Written exercise: Quote everything from "For those who" down to "on newInstance()" in the forum post on hash tables below.

Selection:
Friday, August 17, 2018

#1 2012-09-04 04:28:57 pm

DJ Bazzie Wazzie
Member
From:: the Netherlands
Registered: 2004-10-20
Posts: 2795
Website

Hash table: A good alternative for records

Hello all,

For educational reasons I will show and explain how hash tables works in it's simplest form. There are other, and in some scenarios faster, solutions to skin this cat but that's not the point of this topic. I would like to keep this topic plain AppleScript and has to work with hash function and the code needs to be easy to understand, any input is welcome that will meet this requirements.

For those who aren't familiar with hash tables, a small explanation. A hash table will create an hash from it's key, mostly a string, where the encrypted value meets an index in an array. When you have a list of key values pairs you replace the part of iterating through the list to lookup the key with a small hash function, resulting in a good performing key value pair list.

Applescript:

script hashTable
   on newInstance()
       script hashTableInstance
           property parent : hashTable
           property size : missing value
           property hashList : missing value
           property keyList : missing value
           property valueList : missing value
       end script
   end newInstance
   
   on init()
       set my size to 0
       set my hashList to {}
       repeat 1000 times
           set end of my hashList to {}
       end repeat
       set my keyList to {}
       set my valueList to {}
       return me
   end init
   
   on initWithKeysAndValues(_keys, _values)

Information given:
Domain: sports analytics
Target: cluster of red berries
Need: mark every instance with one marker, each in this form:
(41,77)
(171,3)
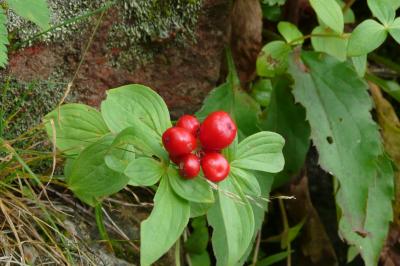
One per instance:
(215,133)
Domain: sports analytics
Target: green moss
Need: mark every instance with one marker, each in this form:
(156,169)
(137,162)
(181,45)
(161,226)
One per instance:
(23,105)
(142,28)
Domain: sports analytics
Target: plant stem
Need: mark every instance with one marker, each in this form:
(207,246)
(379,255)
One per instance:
(98,209)
(178,253)
(384,61)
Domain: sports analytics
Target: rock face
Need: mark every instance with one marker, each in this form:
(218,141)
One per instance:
(181,74)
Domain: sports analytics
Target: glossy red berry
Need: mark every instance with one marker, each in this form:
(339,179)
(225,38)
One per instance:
(178,141)
(190,123)
(189,166)
(217,131)
(175,159)
(215,167)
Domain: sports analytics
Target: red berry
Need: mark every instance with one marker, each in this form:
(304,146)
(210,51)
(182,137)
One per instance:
(189,166)
(178,141)
(215,166)
(175,159)
(190,123)
(217,131)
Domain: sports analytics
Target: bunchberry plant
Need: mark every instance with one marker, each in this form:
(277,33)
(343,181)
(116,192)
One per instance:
(132,141)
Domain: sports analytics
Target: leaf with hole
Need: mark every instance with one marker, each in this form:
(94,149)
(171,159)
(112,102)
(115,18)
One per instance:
(347,139)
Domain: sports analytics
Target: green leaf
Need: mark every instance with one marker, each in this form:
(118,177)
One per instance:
(165,224)
(288,119)
(3,38)
(390,87)
(261,91)
(36,11)
(76,127)
(199,209)
(144,171)
(198,240)
(89,177)
(379,214)
(247,181)
(121,152)
(193,190)
(360,64)
(366,37)
(202,259)
(383,10)
(135,105)
(333,45)
(394,29)
(330,13)
(271,260)
(232,222)
(290,32)
(273,59)
(230,98)
(347,139)
(261,151)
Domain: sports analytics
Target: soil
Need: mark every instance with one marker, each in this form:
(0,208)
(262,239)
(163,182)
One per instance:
(181,75)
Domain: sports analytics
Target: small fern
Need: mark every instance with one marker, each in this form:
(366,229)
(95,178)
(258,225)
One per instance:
(3,38)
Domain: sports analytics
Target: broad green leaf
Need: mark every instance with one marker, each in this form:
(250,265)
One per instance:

Response to this task:
For those who aren't familiar with hash tables, a small explanation. A hash table will create an hash from it's key, mostly a string, where the encrypted value meets an index in an array. When you have a list of key values pairs you replace the part of iterating through the list to lookup the key with a small hash function, resulting in a good performing key value pair list.

Applescript:

script hashTable
   on newInstance()